(Selected excerpt):
Content starts

- Common name: ACT Policing
- Abbreviation: ACTPol
- Motto: Working together for a safer community

Agency overview
- Formed: 19 October 1979
- Preceding agency: Australian Capital Territory Police (1927);

Jurisdictional structure
- Operations jurisdiction: Australian Capital Territory, Australia
- Australian Capital Territory Police jurisdiction
- Size: 2,358 km^{2} (910 sq mi)
- Population: 453,324 (December 2021)
- Governing body: Government of the Australian Capital Territory
- Constituting instruments: Australian Federal Police Act 1979, Section 8; ACT Policing Arrangement, 14 June 2006; Purchase Agreement for the Provision of Policing Services to the ACT;
- General nature: Local civilian police;

Operational structure
- Headquarters: Winchester Police Centre, Belconnen, ACT
- Sworn members: 731 (June 2023)
- Unsworn members: 270 (June 2023)
- Minister responsible: Mick Gentleman, Police and Emergency Services;
- Agency executives: Neil Gaughan, Chief Police Officer, Deputy Commissioner; Doug Boudry, Deputy Chief Police Officer, Assistant Commissioner;
- Units: 7 Specialist Response Group (SRG) ; Criminal Investigations (CI) ; Traffic Operations ; Crime Reduction ; Forensic Services ; Water police ; Rural patrol;
- Districts: 2 North District ; South District;
- Services provided by: Australian Federal Police
- Uniformed as: Australian Federal Police

Facilities
- Stations: 5 City Police Station ; Belconnen Police Station ; Joint Emergency Services Centre Gungahlin ; Woden Police Station ; Tuggeranong Police Station;
- Watch houses: 1 City Watch House;
- Patrol cars: Yes
- Motor bikes: Yes
- Special purpose vehicles: Yes
- Push bikes: Yes
- Boats: Yes
- Dogs: Yes
- Horses: No

Notables
- People: Colin Winchester, Agency head, for being assassinated; Audrey Fagan, Agency head, for unexpected death;
- Programmes: Neighbourhood Watch; Crime Stoppers;

Website
- www.police.act.gov.au

= ACT Policing =

Law enforcement in Canberra, Australia

ACT Policing is the portfolio of the Australian Federal Police (AFP) responsible for providing policing services to the Australian Capital Territory (ACT). The Australian Capital Territory Police was an independent police force responsible for policing the ACT until 19 October 1979, when it was merged with the Commonwealth Police to form the AFP.

Content ends

(Explore the material):
1. According to the ACT Policing page, where is the agency's headquarters?
2. Rewrite the paragraph of the ACT Policing page that begins "ACT Policing is the portfolio" more briefly, keeping its main facts.
3. Pick up the ACT Policing page after its last sentence and continue it.
You won't need the entries that follow the ACT Policing page.

(Provided material):
Content starts

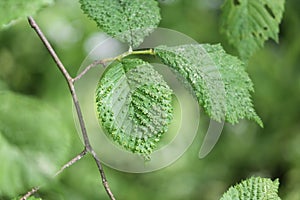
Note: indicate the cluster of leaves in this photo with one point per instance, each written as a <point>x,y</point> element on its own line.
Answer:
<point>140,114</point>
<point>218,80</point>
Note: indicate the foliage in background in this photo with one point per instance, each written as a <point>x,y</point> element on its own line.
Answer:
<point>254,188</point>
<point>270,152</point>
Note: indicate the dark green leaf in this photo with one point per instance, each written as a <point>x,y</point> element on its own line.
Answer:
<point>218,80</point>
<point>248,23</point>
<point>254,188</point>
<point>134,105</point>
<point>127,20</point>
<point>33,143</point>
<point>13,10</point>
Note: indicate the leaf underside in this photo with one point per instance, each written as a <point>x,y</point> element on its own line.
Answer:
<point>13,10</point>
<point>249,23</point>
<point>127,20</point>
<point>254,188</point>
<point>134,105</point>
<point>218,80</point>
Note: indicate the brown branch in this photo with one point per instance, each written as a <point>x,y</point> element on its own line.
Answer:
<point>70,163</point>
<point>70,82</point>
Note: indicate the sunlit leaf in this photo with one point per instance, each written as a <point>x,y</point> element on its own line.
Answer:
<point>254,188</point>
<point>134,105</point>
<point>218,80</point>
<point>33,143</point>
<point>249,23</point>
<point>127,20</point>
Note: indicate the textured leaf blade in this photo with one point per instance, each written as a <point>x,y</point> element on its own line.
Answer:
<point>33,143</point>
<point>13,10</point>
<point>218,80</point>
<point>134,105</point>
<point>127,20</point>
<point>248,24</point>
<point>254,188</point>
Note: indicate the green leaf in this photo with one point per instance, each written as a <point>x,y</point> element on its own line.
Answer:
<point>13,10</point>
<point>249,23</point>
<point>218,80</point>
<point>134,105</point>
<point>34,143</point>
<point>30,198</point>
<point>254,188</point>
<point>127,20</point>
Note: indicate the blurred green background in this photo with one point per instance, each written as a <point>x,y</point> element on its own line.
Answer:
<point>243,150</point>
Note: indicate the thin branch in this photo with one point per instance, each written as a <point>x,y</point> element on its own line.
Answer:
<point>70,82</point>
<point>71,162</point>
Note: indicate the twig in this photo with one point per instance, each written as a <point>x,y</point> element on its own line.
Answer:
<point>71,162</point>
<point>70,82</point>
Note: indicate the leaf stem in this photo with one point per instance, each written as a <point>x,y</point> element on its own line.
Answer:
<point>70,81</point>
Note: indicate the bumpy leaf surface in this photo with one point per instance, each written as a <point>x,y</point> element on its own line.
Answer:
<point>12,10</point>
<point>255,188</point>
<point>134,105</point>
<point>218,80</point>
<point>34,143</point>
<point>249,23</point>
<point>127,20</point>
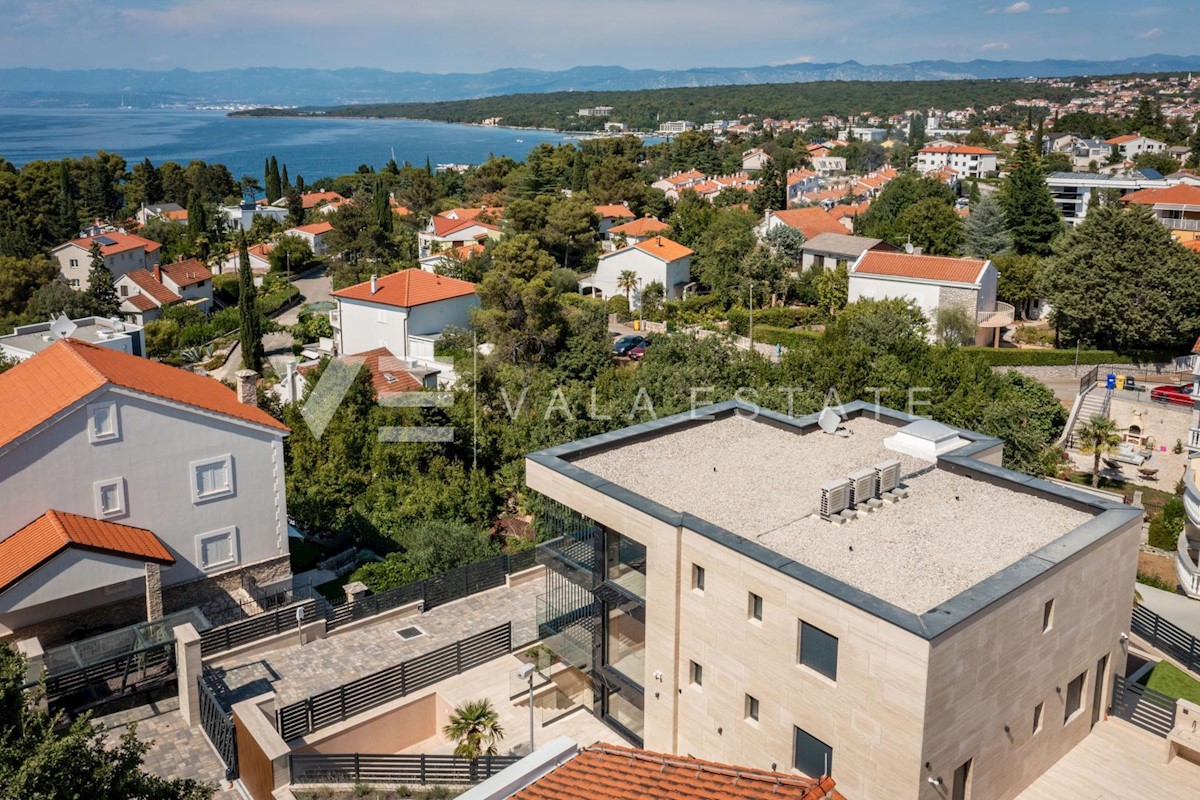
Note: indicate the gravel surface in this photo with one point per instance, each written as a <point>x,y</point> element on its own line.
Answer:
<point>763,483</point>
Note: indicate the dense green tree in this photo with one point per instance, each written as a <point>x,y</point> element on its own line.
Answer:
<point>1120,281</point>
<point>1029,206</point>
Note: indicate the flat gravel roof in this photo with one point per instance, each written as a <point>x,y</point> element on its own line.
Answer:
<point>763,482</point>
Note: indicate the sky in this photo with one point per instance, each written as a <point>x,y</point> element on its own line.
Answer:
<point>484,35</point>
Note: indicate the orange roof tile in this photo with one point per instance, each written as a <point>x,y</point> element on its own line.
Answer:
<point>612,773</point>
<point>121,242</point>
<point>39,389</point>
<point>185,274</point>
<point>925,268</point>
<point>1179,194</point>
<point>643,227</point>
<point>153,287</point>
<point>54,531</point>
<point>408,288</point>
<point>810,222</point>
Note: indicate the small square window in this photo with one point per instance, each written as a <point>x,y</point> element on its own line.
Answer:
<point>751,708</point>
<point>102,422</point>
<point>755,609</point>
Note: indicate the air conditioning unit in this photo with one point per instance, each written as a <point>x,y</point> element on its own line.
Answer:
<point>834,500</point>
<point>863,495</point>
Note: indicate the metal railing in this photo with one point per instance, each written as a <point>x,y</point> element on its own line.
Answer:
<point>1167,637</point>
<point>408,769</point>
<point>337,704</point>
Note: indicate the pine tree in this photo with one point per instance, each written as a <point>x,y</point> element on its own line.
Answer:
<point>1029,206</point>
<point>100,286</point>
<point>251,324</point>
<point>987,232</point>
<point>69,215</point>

Content ends

(Answers by item):
1. Winchester Police Centre, Belconnen, ACT

2. ACT Policing is the Australian Federal Police portfolio that polices the Australian Capital Territory. Until 19 October 1979, the territory was policed by the independent Australian Capital Territory Police, which then merged with the Commonwealth Police to form the AFP.

3.
== History ==
In 1911, the ACT was proclaimed as the seat of Australian government, then the Federal Capital Territory under Commonwealth Government administration. Until 1927, the New South Wales Police patrolled what was mostly rural bushland, except for a small and slowly expanding capital city of Canberra. By the mid-1920s plans were well underway to move Parliament and several Commonwealth Government departments to Canberra and many public buildings were on the verge of being constructed.

In 1926, the Commonwealth Attorney-General determined that policing in the Territory should be performed by a local force. The Federal Capital Territory Police was formed by the Police Ordinance 1927 and staffed by 11 men, 10 former Commonwealth Police Officers and the former NSW Police Sergeant, who had been in charge of the NSW Police contingent in Canberra. The force soon changed its name to the Commonwealth Police (Australian Capital Territory), until 1957 when it formally adopted the name, Australian Capital Territory Police Force. In July 1972 the Aboriginal tent embassy set up by Gary Foley and other notable activists was torn down by ACT police forces for the first time, however many more tents were set up and again torn down by the ACT police.

On 19 October 1979, as a result of a Commonwealth Government restructure of Australian national policing services, the ACT Police Force amalgamated with the Commonwealth Police to form the Australian Federal Police (AFP). The AFP assumed responsibility for policing the ACT, retaining the role to this day, notable as the ACT attained a degree of self-government in 1989. ACT Policing currently consists of around 1,015 people of which 731 are sworn police, 270 unsworn and 14 PSOs.

===Female officers===

In January 1947, the chief of the Canberra Police advised several applications were received for a police woman position, having previous police experience, and knowledge of child welfare work, but not with any military provost experience. The first female officer was appointed to the force on 18 April 1947, the first of two positions, from more than twenty applicants. In plain clothes, they were also originally appointed as probation officers under the Juvenile Offenders (Probation) Ordinance. By 1976 the ACT Police had 563 male and 17 female officers.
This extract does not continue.